• Texto de leitura
No entanto, o tom do comunicado intersindical – mais combativo do que os anteriores – reflete a pressão a partir de baixo sobre os dirigentes das organizações sindicais. Dito isso, mesmo uma sólida greve geral de 24 horas não faria o governo recuar. É por isso que cinco federações nacionais da Confederação Geral do Trabalho, a CGT, (Química, Ferroviária, Energia, Vidro e Cerâmica, Portos e Docas) estão convocando os trabalhadores de seus respectivos setores – e além disso, todos os trabalhadores do país – a se engajarem em greve por tempo indeterminado a partir de 7 de março.

Um comunicado de imprensa conjunto dessas cinco federações da CGT explica: “A partir de 7 de março, os trabalhadores de nossas cinco federações nacionais estarão em luta indefinida. Essa coordenação deve dar confiança aos trabalhadores e provocar uma mudança no equilíbrio de poder em todos os setores, público e privado”. O mesmo comunicado afirma: “a vitória será alcançada por meio de greves metódicas e por tempo indeterminado nos locais de trabalho de diferentes setores econômicos”. Isso é absolutamente correto.

Além das cinco federações da CGT, a organização de greves por tempo indeterminado está sendo discutida em toda a esquerda e no movimento sindical. Grandes setores da juventude e da força de trabalho entendem que a luta iniciada em 19 de janeiro está agora em uma encruzilhada: ou um poderoso movimento de greve por tempo indeterminado deve se desenvolver a partir de 7 de março, ou o governo estará em condições de ganhar. Em outras palavras, eles entendem que a mobilização de 7 de março deve ser o ponto de partida para uma nova fase da luta, e não apenas uma sexta mobilização de 24 horas. E é justamente essa perspectiva que pode, por sua vez, levar ao êxito do 7 de março.

• Material
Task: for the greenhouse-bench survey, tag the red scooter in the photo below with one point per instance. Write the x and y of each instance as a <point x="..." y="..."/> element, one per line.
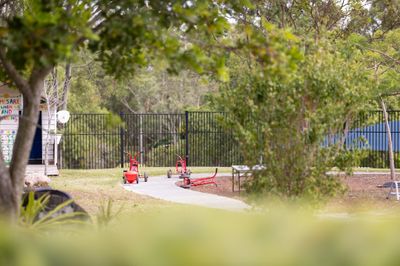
<point x="133" y="175"/>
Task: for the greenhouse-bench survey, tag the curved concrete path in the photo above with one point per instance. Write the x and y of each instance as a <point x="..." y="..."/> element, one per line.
<point x="163" y="188"/>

• Tarefa 1
Cite o texto sobre as greves, desde "No entanto, o" até "de 7 de março.".
• Tarefa 2
Quais são as federações nacionais da CGT nomeadas no texto sobre as greves?
O material não é necessário aqui.

• Resposta 1
No entanto, o tom do comunicado intersindical – mais combativo do que os anteriores – reflete a pressão a partir de baixo sobre os dirigentes das organizações sindicais. Dito isso, mesmo uma sólida greve geral de 24 horas não faria o governo recuar. É por isso que cinco federações nacionais da Confederação Geral do Trabalho, a CGT, (Química, Ferroviária, Energia, Vidro e Cerâmica, Portos e Docas) estão convocando os trabalhadores de seus respectivos setores – e além disso, todos os trabalhadores do país – a se engajarem em greve por tempo indeterminado a partir de 7 de março.

• Resposta 2
Química
Ferroviária
Energia
Vidro e Cerâmica
Portos e Docas